-- Data provided --
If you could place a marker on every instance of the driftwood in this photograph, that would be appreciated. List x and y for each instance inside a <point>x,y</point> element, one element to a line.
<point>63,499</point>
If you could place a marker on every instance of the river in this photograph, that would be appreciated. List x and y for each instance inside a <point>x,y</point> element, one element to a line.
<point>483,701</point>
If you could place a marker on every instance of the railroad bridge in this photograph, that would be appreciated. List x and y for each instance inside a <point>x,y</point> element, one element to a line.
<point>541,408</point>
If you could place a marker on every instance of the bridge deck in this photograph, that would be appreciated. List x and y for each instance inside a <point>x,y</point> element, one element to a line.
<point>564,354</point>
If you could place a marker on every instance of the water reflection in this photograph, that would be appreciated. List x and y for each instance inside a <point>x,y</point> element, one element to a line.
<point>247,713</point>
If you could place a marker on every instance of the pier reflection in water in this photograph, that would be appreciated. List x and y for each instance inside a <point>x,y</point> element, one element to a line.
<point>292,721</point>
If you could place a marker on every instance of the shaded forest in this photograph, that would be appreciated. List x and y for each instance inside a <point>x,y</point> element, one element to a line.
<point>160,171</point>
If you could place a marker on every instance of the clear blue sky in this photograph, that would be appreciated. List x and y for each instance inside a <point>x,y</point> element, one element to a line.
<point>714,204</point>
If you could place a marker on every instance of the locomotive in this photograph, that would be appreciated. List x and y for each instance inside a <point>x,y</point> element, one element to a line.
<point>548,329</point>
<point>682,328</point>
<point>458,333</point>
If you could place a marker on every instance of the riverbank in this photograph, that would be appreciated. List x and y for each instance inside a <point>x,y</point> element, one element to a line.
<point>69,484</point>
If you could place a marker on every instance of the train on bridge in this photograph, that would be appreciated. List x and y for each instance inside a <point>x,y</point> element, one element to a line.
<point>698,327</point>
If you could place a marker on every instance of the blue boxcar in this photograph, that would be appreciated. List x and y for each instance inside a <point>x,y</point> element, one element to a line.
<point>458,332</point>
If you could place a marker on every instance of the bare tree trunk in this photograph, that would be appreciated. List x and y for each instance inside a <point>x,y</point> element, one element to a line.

-- Required work --
Set out every line of the data above as a Markdown table with two columns, Number and Data line, numbering the rows in order and leaving out blank lines.

-- Problem solution --
| Number | Data line |
|---|---|
| 1 | If you could place a marker on every instance of the driftwood in this photograph, that would be appreciated. List x and y for each instance inside a <point>x,y</point> element, one element to a line. |
| 2 | <point>63,499</point> |
| 3 | If you could place a marker on every instance of the river in this photograph, that would be appreciated. List x and y for each instance inside a <point>x,y</point> element, one element to a line. |
| 4 | <point>483,701</point> |
| 5 | If you could place a marker on every instance of the railroad bridge in this photograph, that would be appreciated. List x and y for each instance inside a <point>x,y</point> element, one element to a line. |
| 6 | <point>541,408</point> |
| 7 | If you could place a marker on every instance of the bridge deck in this photograph, that would be appreciated. List x and y for each instance inside a <point>x,y</point> element, one element to a line. |
| 8 | <point>564,354</point> |
| 9 | If you could place a marker on every instance of the water reflection in this photograph, that would be appreciated. List x and y for each instance inside a <point>x,y</point> element, one element to a line. |
| 10 | <point>247,713</point> |
| 11 | If you could place a marker on every instance of the pier reflection in water in this photograph, that would be appreciated. List x and y for each instance inside a <point>x,y</point> element, one element to a line. |
| 12 | <point>292,721</point> |
| 13 | If you could place a marker on every instance of the shaded forest in this photograph, that would be appreciated. List x and y for each instance inside a <point>x,y</point> element, one element to a line. |
| 14 | <point>160,171</point> |
| 15 | If you could place a marker on every instance of the clear blue sky in this photograph, that would be appreciated. List x and y for each instance inside a <point>x,y</point> element, one element to a line. |
| 16 | <point>714,204</point> |
| 17 | If you could place a marker on every instance of the locomotive in this photograph, that would be appreciated. List x and y for each instance inside a <point>x,y</point> element, one element to a line. |
| 18 | <point>548,329</point> |
| 19 | <point>682,328</point> |
| 20 | <point>458,333</point> |
| 21 | If you could place a marker on every instance of the riverbank in this photograph, that would be appreciated. List x and y for each instance inside a <point>x,y</point> element, one element to a line. |
| 22 | <point>69,484</point> |
| 23 | If you could place a marker on every instance of the train on bridge in this photograph, that would be appreciated. List x and y for each instance inside a <point>x,y</point> element, one element to a line. |
| 24 | <point>698,327</point> |
| 25 | If you could place a marker on every instance of the blue boxcar in this photograph, that would be appreciated. List x and y for each instance inside a <point>x,y</point> element, one element to a line. |
| 26 | <point>458,332</point> |
| 27 | If you could place a marker on every instance of the bare tree trunk in this photograph, that would be appreciated. List x and y for each instance inside a <point>x,y</point> element, one element to a line. |